*Items*.
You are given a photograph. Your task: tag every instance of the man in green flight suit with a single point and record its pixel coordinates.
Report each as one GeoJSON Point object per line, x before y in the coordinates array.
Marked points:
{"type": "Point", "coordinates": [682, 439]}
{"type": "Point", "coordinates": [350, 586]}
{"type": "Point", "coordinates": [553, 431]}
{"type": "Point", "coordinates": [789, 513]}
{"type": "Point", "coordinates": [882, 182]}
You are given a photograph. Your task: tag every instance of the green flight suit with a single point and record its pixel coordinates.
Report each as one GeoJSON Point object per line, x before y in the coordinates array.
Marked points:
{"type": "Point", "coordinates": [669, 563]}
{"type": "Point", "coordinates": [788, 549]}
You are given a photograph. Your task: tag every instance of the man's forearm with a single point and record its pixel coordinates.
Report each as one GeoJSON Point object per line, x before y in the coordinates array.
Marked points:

*Exercise directions*. Change "single point" to "single marker" throughout the entries above. Reproduce the entries with nothing else altered.

*Solution to the exercise*.
You are given a photograph. Your task: tag every instance of the man in green flight suit with a single marker and record its pixel coordinates.
Report each as one GeoJSON Point object per line, x before y in the coordinates array.
Marked points:
{"type": "Point", "coordinates": [682, 439]}
{"type": "Point", "coordinates": [350, 586]}
{"type": "Point", "coordinates": [553, 431]}
{"type": "Point", "coordinates": [789, 513]}
{"type": "Point", "coordinates": [882, 182]}
You are given a photograph. Your task: tag every instance of the green flight suit with a single marker and record its pixel coordinates.
Report each as one GeoJSON Point object per line, x before y in the coordinates array.
Marked points:
{"type": "Point", "coordinates": [669, 563]}
{"type": "Point", "coordinates": [788, 549]}
You are given a photograph. Your task: tag every instance of the man's forearm with a single marker and record its pixel coordinates.
Report each as one GeoJSON Point object per line, x before y in the coordinates array.
Marked points:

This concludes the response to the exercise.